[Data records]

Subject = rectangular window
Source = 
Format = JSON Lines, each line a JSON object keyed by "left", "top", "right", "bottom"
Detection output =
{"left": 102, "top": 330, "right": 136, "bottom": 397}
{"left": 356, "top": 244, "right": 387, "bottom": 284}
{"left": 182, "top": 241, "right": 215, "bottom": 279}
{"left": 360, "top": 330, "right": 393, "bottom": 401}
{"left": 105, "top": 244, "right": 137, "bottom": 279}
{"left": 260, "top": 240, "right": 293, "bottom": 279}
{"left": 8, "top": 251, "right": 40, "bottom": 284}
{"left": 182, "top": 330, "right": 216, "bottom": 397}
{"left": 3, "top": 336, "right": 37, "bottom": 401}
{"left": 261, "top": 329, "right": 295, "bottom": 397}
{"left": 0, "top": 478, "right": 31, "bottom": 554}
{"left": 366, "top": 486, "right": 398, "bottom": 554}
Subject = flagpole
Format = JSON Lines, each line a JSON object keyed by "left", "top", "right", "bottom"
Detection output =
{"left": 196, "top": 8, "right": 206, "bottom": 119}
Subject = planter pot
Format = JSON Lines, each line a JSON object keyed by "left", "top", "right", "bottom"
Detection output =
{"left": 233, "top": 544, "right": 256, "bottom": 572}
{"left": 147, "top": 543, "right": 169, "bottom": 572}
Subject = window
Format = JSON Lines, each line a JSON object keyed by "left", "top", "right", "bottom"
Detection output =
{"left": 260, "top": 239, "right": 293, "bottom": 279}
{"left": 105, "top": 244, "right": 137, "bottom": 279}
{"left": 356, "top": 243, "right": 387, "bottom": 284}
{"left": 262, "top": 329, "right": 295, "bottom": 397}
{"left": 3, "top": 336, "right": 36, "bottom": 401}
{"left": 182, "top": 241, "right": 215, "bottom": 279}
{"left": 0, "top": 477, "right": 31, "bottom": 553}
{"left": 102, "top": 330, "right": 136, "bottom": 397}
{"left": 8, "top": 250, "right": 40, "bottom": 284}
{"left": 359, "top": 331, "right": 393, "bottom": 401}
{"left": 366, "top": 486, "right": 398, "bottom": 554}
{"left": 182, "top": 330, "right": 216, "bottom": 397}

WHAT THE TASK ASKS:
Word for word, write out all of the entries.

RESULT OF THIS EXERCISE:
Subject = rectangular window
Source = 
Format = JSON Lines, each line a JSON object keyed by "left", "top", "right", "bottom"
Detection output =
{"left": 102, "top": 330, "right": 136, "bottom": 397}
{"left": 356, "top": 244, "right": 387, "bottom": 284}
{"left": 182, "top": 241, "right": 215, "bottom": 279}
{"left": 360, "top": 330, "right": 393, "bottom": 401}
{"left": 105, "top": 244, "right": 137, "bottom": 279}
{"left": 260, "top": 240, "right": 293, "bottom": 279}
{"left": 8, "top": 251, "right": 40, "bottom": 284}
{"left": 182, "top": 330, "right": 216, "bottom": 397}
{"left": 3, "top": 336, "right": 37, "bottom": 401}
{"left": 261, "top": 329, "right": 295, "bottom": 397}
{"left": 0, "top": 478, "right": 31, "bottom": 554}
{"left": 366, "top": 486, "right": 398, "bottom": 554}
Subject = flagpole
Format = JSON Lines, each line a JSON object keyed by "left", "top", "right", "bottom"
Detection output =
{"left": 196, "top": 8, "right": 206, "bottom": 119}
Subject = planter pot
Format = JSON Lines, each line a JSON object keyed by "left", "top", "right", "bottom"
Detection output =
{"left": 233, "top": 544, "right": 256, "bottom": 572}
{"left": 147, "top": 543, "right": 169, "bottom": 572}
Subject = window
Format = JSON Lines, each line a JSON object keyed by "left", "top", "right", "bottom"
Detection output =
{"left": 260, "top": 239, "right": 293, "bottom": 279}
{"left": 105, "top": 244, "right": 137, "bottom": 279}
{"left": 356, "top": 243, "right": 387, "bottom": 284}
{"left": 262, "top": 329, "right": 295, "bottom": 397}
{"left": 3, "top": 336, "right": 36, "bottom": 401}
{"left": 182, "top": 241, "right": 215, "bottom": 279}
{"left": 0, "top": 477, "right": 31, "bottom": 553}
{"left": 102, "top": 330, "right": 136, "bottom": 397}
{"left": 8, "top": 250, "right": 40, "bottom": 284}
{"left": 359, "top": 331, "right": 393, "bottom": 401}
{"left": 366, "top": 486, "right": 398, "bottom": 554}
{"left": 182, "top": 330, "right": 216, "bottom": 397}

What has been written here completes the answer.